» PROBLEM
Below is a block of records; repeat all of them exactly.

» RECORDS SUPPLIED
* BEGIN *
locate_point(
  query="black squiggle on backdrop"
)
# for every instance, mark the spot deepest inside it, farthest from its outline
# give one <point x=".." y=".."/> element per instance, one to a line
* END *
» CORRECT RESPONSE
locate_point(
  query="black squiggle on backdrop"
)
# for every instance, mark the spot deepest inside it, farthest from its outline
# give one <point x=".." y=".."/> element per instance, one to a line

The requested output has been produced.